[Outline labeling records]
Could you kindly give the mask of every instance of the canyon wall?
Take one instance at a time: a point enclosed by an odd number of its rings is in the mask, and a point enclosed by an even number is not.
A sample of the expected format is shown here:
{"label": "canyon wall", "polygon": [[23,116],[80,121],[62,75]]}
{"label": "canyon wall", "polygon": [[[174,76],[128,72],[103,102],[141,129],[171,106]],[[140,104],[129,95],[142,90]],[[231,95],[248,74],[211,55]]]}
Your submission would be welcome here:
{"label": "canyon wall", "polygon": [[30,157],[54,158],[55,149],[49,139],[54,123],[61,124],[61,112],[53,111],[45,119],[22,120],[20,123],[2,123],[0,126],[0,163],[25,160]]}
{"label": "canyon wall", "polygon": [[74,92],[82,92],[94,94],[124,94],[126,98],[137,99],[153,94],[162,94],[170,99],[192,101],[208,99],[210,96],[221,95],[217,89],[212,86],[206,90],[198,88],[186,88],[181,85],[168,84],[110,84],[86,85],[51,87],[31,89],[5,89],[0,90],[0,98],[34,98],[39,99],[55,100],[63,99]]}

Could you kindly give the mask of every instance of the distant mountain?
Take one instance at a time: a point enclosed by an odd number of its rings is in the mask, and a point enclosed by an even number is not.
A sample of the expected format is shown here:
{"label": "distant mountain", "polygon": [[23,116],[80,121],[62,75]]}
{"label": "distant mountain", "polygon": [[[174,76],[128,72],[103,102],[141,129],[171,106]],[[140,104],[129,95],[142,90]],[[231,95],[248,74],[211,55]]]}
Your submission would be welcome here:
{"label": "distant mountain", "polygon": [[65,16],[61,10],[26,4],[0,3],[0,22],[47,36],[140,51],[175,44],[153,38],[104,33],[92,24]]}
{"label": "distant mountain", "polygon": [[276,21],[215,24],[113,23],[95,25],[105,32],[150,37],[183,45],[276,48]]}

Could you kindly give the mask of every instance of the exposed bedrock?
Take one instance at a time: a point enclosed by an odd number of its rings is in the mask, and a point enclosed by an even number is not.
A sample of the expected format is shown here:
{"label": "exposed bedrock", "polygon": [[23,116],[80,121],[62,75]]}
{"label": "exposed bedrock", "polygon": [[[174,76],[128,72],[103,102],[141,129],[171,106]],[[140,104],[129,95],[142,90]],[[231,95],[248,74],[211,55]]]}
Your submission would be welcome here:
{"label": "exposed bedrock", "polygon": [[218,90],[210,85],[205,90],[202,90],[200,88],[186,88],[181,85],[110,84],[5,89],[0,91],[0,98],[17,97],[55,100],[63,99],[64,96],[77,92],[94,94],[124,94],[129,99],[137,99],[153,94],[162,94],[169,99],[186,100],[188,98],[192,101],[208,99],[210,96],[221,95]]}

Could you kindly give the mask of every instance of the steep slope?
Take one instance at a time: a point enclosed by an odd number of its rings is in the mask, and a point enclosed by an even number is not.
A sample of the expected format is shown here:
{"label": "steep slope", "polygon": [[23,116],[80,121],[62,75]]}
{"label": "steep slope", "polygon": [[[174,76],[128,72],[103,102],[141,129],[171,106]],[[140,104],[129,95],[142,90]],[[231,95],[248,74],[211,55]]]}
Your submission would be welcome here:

▶ Stated task
Reproduce the full listing above, substituting "Please provide" for each occurrence of "Could you kindly give" and keeping every other character the same.

▶ Response to this task
Please provide the mask of every instance of the canyon wall?
Take one instance at a time: a point enclosed by an odd number of its rings is in the mask, and a point enclosed by an even number is not.
A sample of the expected format is shown here:
{"label": "canyon wall", "polygon": [[23,116],[80,121],[62,75]]}
{"label": "canyon wall", "polygon": [[[174,76],[128,72],[103,102],[141,129],[171,106]],[[140,104],[129,95],[142,90]],[[231,95],[248,74],[211,55]]]}
Your submission would be welcome here:
{"label": "canyon wall", "polygon": [[30,157],[54,158],[55,149],[49,139],[54,123],[61,124],[61,112],[53,111],[45,119],[22,120],[20,123],[2,123],[0,126],[0,163],[25,160]]}
{"label": "canyon wall", "polygon": [[74,92],[82,92],[94,94],[124,94],[126,98],[137,99],[153,94],[162,94],[170,99],[192,101],[208,99],[210,96],[221,95],[217,89],[212,86],[206,90],[198,88],[186,88],[181,85],[168,84],[110,84],[86,85],[51,87],[31,89],[5,89],[0,90],[0,98],[34,98],[39,99],[55,100],[63,99]]}

Please provide the mask of every instance of the distant mountain?
Take one instance at a time: a point enclosed by an odd number of its rings is in the mask, and a point enclosed by an even number is not.
A sample of the expected format is shown here:
{"label": "distant mountain", "polygon": [[23,116],[80,121],[62,75]]}
{"label": "distant mountain", "polygon": [[[174,76],[128,72],[103,102],[141,129],[171,106]],[[140,104],[129,95],[142,90]],[[231,95],[248,74],[211,55]]]}
Your submission would be welcome here:
{"label": "distant mountain", "polygon": [[65,16],[61,10],[26,4],[0,3],[0,22],[47,36],[140,51],[175,44],[153,38],[104,33],[92,24]]}
{"label": "distant mountain", "polygon": [[276,21],[215,24],[113,23],[95,25],[105,32],[150,37],[183,45],[276,48]]}

Please provide the mask of every instance of the exposed bedrock?
Take one instance at a time: a point enclosed by an odd number of its rings is in the mask, and a point enclosed by an even number is not.
A sample of the expected format is shown here:
{"label": "exposed bedrock", "polygon": [[23,116],[80,121],[62,75]]}
{"label": "exposed bedrock", "polygon": [[[174,76],[128,72],[103,102],[141,129],[171,106]],[[140,104],[129,95],[142,90]],[[231,95],[248,74],[211,55]]]}
Your submission would be welcome here:
{"label": "exposed bedrock", "polygon": [[218,90],[210,85],[205,90],[202,90],[200,88],[186,88],[181,85],[110,84],[5,89],[0,91],[0,98],[17,97],[55,100],[63,99],[64,96],[77,92],[94,94],[124,94],[129,99],[137,99],[153,94],[162,94],[169,99],[186,100],[188,98],[192,101],[208,99],[210,96],[221,95]]}

Please provide the mask of every instance of the steep slope?
Take one instance at a time: a point enclosed by an odd number of its rings is in the mask, and a point enclosed by an even number is not.
A sample of the expected format is shown here:
{"label": "steep slope", "polygon": [[23,116],[80,121],[62,75]]}
{"label": "steep slope", "polygon": [[[174,76],[128,72],[103,102],[141,129],[171,106]],[[140,104],[129,95],[142,90]],[[231,95],[248,74],[211,55]]]}
Your submission would be welcome here:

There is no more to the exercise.